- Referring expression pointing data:
--------------------------------
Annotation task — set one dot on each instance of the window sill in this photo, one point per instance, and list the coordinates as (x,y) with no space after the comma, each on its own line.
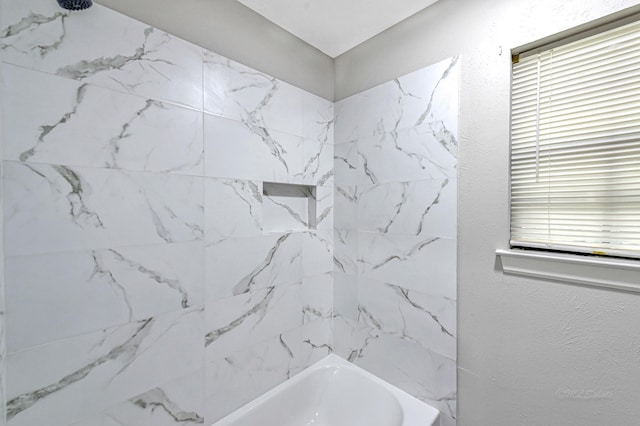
(616,274)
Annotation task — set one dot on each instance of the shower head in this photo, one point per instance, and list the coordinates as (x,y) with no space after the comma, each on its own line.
(75,4)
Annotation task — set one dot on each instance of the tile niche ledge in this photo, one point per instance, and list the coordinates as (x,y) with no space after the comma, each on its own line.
(618,274)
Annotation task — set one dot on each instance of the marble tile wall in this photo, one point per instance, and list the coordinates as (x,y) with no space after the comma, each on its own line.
(144,284)
(395,232)
(142,287)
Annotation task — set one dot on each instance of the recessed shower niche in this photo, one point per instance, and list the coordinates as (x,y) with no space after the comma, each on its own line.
(288,207)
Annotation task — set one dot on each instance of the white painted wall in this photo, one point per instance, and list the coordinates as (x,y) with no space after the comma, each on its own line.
(531,352)
(235,31)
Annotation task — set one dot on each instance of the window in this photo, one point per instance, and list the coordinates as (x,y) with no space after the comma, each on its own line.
(575,145)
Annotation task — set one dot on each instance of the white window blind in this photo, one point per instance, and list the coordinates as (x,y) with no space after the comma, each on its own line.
(575,146)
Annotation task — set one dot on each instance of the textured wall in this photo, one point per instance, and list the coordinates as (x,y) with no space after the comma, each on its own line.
(136,262)
(395,239)
(530,352)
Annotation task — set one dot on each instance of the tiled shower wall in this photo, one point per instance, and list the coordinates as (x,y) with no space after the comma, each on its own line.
(395,232)
(141,285)
(153,279)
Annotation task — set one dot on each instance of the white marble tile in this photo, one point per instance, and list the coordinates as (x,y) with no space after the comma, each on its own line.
(317,162)
(347,200)
(426,207)
(317,297)
(233,209)
(324,208)
(61,295)
(235,323)
(178,403)
(317,118)
(102,47)
(426,375)
(317,252)
(345,299)
(317,343)
(423,263)
(60,121)
(58,208)
(348,165)
(237,150)
(241,265)
(431,97)
(237,378)
(65,381)
(424,319)
(345,251)
(419,99)
(407,155)
(349,337)
(236,91)
(346,112)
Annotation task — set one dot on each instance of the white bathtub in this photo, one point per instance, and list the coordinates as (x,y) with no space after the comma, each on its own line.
(334,392)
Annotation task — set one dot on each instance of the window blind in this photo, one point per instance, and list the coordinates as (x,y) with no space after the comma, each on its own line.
(575,146)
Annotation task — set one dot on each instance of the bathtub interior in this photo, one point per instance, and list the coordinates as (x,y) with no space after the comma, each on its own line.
(334,392)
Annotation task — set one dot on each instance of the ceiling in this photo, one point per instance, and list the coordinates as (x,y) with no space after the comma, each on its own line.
(336,26)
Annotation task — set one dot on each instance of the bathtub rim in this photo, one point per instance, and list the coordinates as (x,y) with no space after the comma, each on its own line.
(415,411)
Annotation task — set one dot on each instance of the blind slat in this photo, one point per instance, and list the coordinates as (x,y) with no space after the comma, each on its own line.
(575,146)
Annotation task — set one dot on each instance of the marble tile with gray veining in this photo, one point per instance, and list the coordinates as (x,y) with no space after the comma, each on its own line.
(347,200)
(242,265)
(317,343)
(101,369)
(59,121)
(317,298)
(422,373)
(419,318)
(317,252)
(317,162)
(178,403)
(423,99)
(407,155)
(325,209)
(423,263)
(62,295)
(233,209)
(102,47)
(349,336)
(237,151)
(348,166)
(241,321)
(50,208)
(346,113)
(318,131)
(318,121)
(426,207)
(345,295)
(234,379)
(345,251)
(256,99)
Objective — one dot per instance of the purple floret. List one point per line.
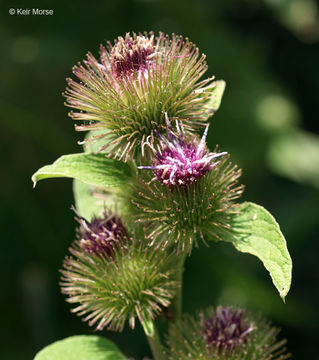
(179, 161)
(226, 329)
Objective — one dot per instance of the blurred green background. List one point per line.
(268, 53)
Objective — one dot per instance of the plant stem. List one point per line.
(177, 303)
(155, 345)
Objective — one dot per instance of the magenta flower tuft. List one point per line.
(179, 161)
(226, 329)
(101, 234)
(131, 55)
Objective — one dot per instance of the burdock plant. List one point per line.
(147, 191)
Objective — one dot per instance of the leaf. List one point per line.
(258, 233)
(89, 201)
(92, 169)
(81, 347)
(213, 103)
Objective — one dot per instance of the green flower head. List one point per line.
(190, 195)
(114, 278)
(224, 334)
(126, 92)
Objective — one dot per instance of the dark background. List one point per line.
(268, 53)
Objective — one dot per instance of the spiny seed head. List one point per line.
(101, 234)
(226, 329)
(224, 334)
(182, 215)
(126, 92)
(180, 160)
(109, 290)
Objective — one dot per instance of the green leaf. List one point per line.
(258, 233)
(89, 201)
(213, 103)
(81, 347)
(92, 169)
(148, 326)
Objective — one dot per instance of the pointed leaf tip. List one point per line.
(258, 233)
(81, 347)
(92, 169)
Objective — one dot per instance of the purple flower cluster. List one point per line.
(179, 161)
(227, 329)
(101, 234)
(130, 55)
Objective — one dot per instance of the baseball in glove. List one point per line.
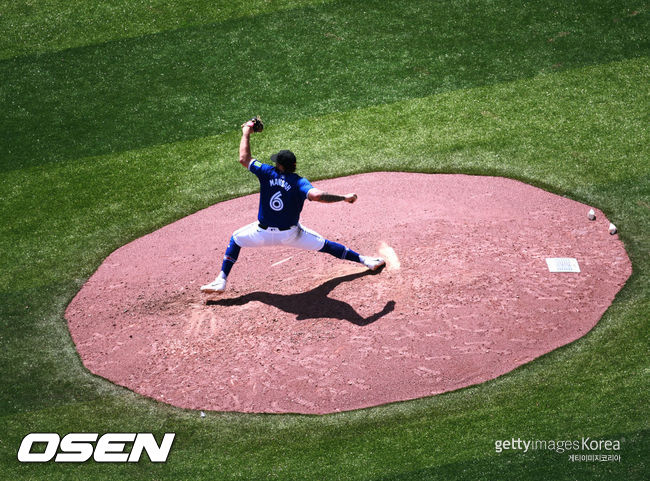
(258, 126)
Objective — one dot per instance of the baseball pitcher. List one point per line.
(282, 196)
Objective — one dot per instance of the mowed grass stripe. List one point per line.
(288, 65)
(578, 131)
(40, 27)
(520, 129)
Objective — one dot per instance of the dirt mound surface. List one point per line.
(466, 296)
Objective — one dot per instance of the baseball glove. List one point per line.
(258, 126)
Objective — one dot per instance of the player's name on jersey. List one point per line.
(280, 183)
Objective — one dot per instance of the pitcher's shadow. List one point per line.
(313, 304)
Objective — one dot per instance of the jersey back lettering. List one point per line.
(282, 196)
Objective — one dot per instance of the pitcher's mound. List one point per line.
(465, 297)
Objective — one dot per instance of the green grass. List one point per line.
(136, 126)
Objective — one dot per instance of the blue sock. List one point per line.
(340, 251)
(229, 259)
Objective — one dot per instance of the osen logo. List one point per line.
(80, 447)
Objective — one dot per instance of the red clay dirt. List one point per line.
(466, 297)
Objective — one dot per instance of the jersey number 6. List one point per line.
(276, 202)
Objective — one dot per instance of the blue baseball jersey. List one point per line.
(282, 196)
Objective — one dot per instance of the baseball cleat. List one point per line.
(218, 285)
(373, 263)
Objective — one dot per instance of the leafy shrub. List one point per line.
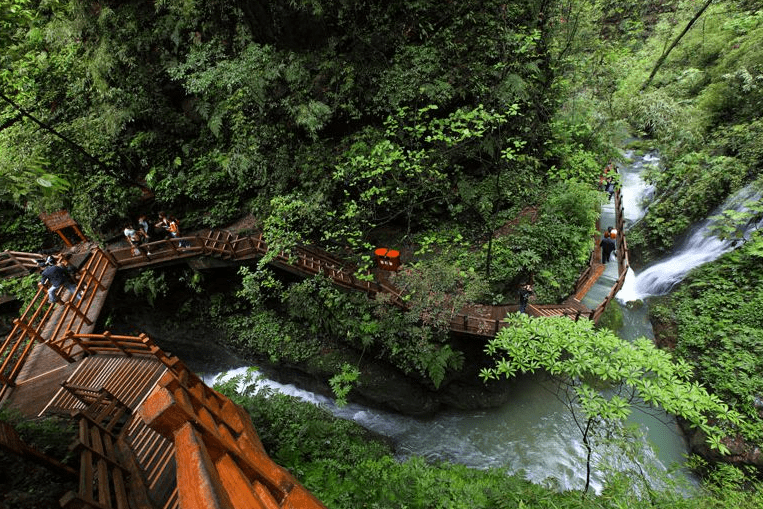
(717, 311)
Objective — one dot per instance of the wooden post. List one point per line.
(73, 338)
(116, 344)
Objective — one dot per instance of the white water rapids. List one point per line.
(533, 433)
(699, 247)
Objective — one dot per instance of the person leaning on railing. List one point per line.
(57, 276)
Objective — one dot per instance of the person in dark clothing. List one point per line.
(607, 247)
(525, 292)
(609, 188)
(57, 276)
(65, 262)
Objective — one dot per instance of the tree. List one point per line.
(602, 378)
(675, 42)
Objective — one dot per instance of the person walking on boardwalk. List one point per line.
(607, 246)
(65, 262)
(525, 292)
(174, 229)
(57, 276)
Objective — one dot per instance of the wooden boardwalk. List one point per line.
(151, 433)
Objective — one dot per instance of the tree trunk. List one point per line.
(665, 54)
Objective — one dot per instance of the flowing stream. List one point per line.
(533, 433)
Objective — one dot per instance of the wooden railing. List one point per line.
(26, 331)
(220, 460)
(623, 262)
(74, 314)
(42, 322)
(223, 244)
(106, 480)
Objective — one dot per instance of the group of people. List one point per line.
(167, 227)
(59, 271)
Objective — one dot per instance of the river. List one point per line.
(533, 433)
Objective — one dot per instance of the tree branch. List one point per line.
(665, 54)
(100, 164)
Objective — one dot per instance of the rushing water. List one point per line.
(697, 248)
(533, 432)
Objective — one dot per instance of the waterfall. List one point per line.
(698, 248)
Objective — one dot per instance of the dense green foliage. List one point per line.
(718, 317)
(469, 133)
(703, 110)
(600, 377)
(346, 468)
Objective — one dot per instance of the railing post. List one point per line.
(109, 257)
(73, 338)
(116, 344)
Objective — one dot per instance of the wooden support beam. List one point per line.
(198, 481)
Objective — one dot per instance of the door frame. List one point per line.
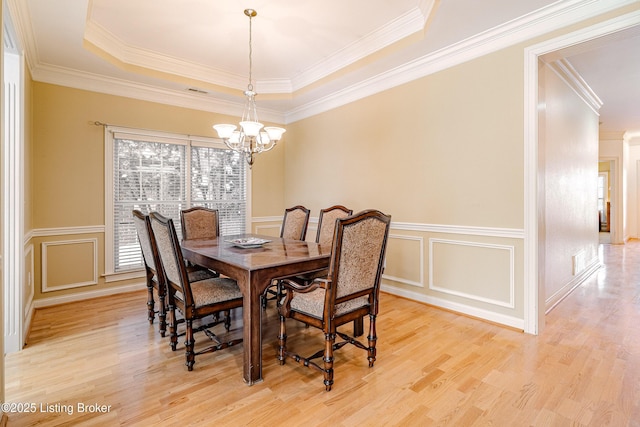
(534, 295)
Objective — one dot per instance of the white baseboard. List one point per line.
(47, 302)
(563, 292)
(490, 316)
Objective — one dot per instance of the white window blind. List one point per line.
(168, 174)
(218, 181)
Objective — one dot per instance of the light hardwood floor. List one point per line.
(434, 367)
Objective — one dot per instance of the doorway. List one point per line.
(534, 254)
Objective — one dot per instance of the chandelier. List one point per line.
(251, 138)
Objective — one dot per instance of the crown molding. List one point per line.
(574, 80)
(111, 86)
(555, 16)
(550, 18)
(396, 30)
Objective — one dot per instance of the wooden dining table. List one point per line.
(255, 269)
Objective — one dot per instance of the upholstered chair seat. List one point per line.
(195, 300)
(349, 292)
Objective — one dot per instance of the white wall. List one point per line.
(632, 189)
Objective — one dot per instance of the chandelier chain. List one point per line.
(250, 54)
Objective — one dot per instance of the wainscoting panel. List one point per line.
(476, 271)
(405, 260)
(84, 252)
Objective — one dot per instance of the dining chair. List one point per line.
(324, 235)
(294, 227)
(327, 223)
(349, 292)
(195, 300)
(294, 223)
(199, 222)
(154, 275)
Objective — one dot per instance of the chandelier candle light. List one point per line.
(251, 138)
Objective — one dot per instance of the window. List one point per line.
(167, 173)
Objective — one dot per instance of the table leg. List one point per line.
(252, 333)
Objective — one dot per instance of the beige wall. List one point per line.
(442, 152)
(443, 155)
(67, 174)
(430, 151)
(570, 135)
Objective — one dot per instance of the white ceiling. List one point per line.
(307, 55)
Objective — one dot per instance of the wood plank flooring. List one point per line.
(434, 367)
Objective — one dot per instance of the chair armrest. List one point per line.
(302, 288)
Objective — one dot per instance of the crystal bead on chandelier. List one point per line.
(251, 138)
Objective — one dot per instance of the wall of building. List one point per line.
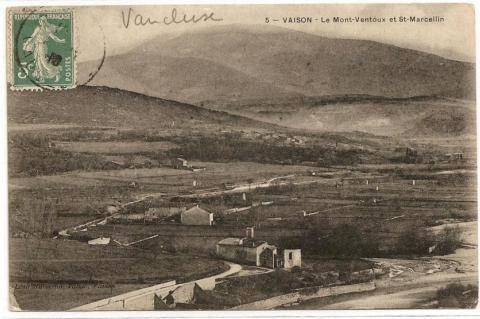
(295, 260)
(241, 254)
(194, 218)
(305, 294)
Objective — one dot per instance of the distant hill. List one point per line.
(418, 116)
(102, 106)
(234, 63)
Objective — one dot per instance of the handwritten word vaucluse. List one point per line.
(137, 19)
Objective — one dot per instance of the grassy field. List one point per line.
(117, 147)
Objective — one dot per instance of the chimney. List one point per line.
(250, 233)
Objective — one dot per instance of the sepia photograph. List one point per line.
(241, 157)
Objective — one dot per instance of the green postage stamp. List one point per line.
(42, 49)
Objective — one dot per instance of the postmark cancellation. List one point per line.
(41, 48)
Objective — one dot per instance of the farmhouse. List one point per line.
(180, 163)
(196, 216)
(256, 252)
(162, 212)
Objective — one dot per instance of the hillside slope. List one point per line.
(102, 106)
(233, 63)
(422, 116)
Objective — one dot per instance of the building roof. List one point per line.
(196, 210)
(244, 242)
(231, 241)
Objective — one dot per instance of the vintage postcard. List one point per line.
(242, 157)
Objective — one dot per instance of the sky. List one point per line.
(454, 38)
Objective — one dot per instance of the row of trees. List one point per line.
--------------------------------
- INSTRUCTIONS TO FOLLOW: Please let your answer be exactly the lines from the one holding "Objective — one dot per instance of the sky." through the last line of the entries above, both ends included.

- RESPONSE TO THE EXERCISE:
Objective — one dot per instance of the sky. List one point per line.
(454, 38)
Objective — one dot per instance of the row of trees. List one point per line.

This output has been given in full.